▶ PASSAGE GIVEN
May 22, 2008 at 9:37 am
Robert, you are certainly correct. For several years, plugs have been available in London so people can charge plug-in electric or hybrid cars FOR FREE during the day, while they at work. Electric cars also park for free in many places in London and other big cities in Europe. I’ve got to agree with you on the Prius too: it is fine if one has the money to buy it, but can hardly be called cutting edge (though it is the cutting edge in the US, in some ways).
The story with electric cars is that they have a lot fewer parts, and moving parts, than gas-powered cars, so they should be a lot cheaper. This is how very inexpensive cars can be produced all around the world, except in the US.
One option is Phoenix Electric Motor cars (http://phoenixmotorcars.com/), who make cars and trucks, but they start at about $40,000. It is not a huge company and they don’t have the economies of scale that Detroit would have, if Detroit actually had any credible interest in electric cars.
So, in the US, electric cars are more of a boutique item, but with luck Th!nk will change that in 2009. They do supply quite a few cars in Europe, so maybe they will make an impact here at under $25,000.
The only reason we don’t have the leading edge in affordable electric cars in the US is because powerful lobbies are doing very effective work trying to prevent it from happening. The oil companies, and the car companies. Maybe Detroit is afraid of electric cars because there isn’t as much to wear out, so people will buy cars less frequently and need less service. Or maybe it’s something else- All I can really conclude about Detroit is that they don’t know their market and can design well at all (imagine opposing all the safety measures so strongly, only to find that people bought new cars because of improved safety features, yet they still don’t seem to have learned anything from how the market responded to safety over the past 50 years). For a good set of electric cars and trucks, the whole country would probably buy new cars as soon as they could.
The situation is very frustrating, and much of the blame must be placed on the government, at the Federal level. The lobbyists are talking to someone to get their points across (senators and congressmen), and the White House is the best friend big oil ever had. It is unacceptable, but it is all we have, at least for now.

▶ SUPPLIED DATA
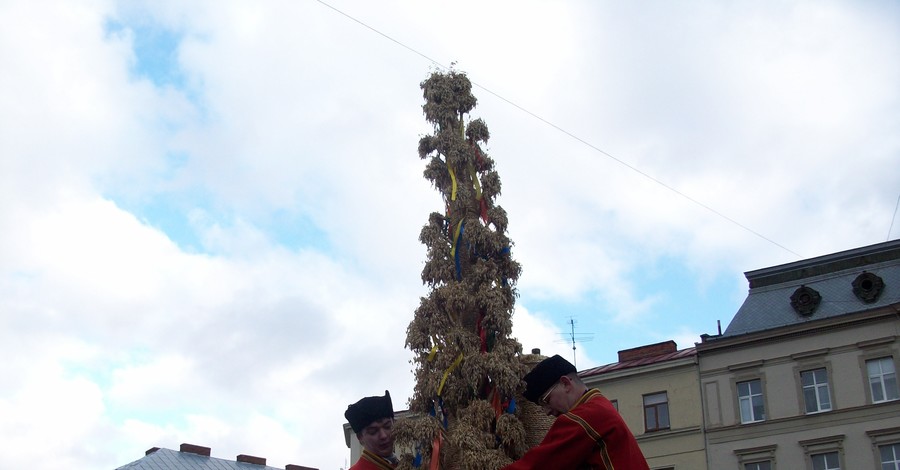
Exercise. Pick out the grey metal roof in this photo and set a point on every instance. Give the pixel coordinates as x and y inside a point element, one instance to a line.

▶ SET TASK
Change "Detroit" to "the big automakers" and write out the comment on electric cars, starting at the words "The story with" and ending after "in electric cars.".

▶ COMPLETED EXERCISE
The story with electric cars is that they have a lot fewer parts, and moving parts, than gas-powered cars, so they should be a lot cheaper. This is how very inexpensive cars can be produced all around the world, except in the US.
One option is Phoenix Electric Motor cars (http://phoenixmotorcars.com/), who make cars and trucks, but they start at about $40,000. It is not a huge company and they don’t have the economies of scale that the big automakers would have, if the big automakers actually had any credible interest in electric cars.